[MATERIAL PROVIDED — start]
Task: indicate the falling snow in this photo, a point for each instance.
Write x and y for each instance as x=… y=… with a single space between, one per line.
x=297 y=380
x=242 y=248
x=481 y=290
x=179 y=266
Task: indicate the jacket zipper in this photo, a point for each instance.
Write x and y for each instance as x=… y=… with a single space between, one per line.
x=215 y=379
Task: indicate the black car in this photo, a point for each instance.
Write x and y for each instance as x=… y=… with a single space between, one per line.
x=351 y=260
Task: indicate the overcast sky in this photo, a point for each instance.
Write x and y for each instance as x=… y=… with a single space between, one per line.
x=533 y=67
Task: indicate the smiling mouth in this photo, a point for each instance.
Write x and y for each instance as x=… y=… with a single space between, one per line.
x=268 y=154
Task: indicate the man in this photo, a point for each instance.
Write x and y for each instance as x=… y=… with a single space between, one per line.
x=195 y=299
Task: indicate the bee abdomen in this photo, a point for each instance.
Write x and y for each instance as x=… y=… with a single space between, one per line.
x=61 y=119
[MATERIAL PROVIDED — finish]
[MATERIAL PROVIDED — start]
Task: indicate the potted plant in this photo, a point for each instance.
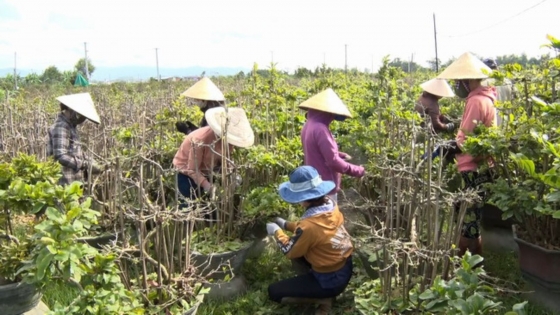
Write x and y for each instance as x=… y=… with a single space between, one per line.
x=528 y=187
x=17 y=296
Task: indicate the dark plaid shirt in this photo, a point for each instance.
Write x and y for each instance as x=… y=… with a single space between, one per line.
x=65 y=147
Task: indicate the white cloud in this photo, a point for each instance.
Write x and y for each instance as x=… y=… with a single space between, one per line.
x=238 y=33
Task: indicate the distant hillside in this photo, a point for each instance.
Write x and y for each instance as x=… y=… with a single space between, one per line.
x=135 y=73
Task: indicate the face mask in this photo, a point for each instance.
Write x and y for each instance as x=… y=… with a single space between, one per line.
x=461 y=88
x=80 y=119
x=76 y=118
[MATERIAL PROVIDED — finish]
I need each line of the entries that holds the string "indicate" located and copied.

Task: indicate the falling snow in this photo, a point for each instance.
Task: indicate the jacket zipper in this photo, a point for each instance.
Task: indicate the black car in this photo, a point for each instance.
Task: indicate the overcast sky in this photo, a point for each instance.
Task: indicate the smiling mouth in this photo, a point for each instance.
Task: indicate the man in this photo, a point for each instance.
Task: indicate the bee abdomen in this photo, a point for each instance.
Task: indicate the potted plant in this photo, a point for each instance.
Task: indicate the dark plaid shirt in this photo, a point for each instance.
Task: indicate the white cloud in this photo, a point for each instance.
Task: indicate the distant hillside in this photo, a point for each instance.
Task: indicate the face mask in this photo, a point for each instance.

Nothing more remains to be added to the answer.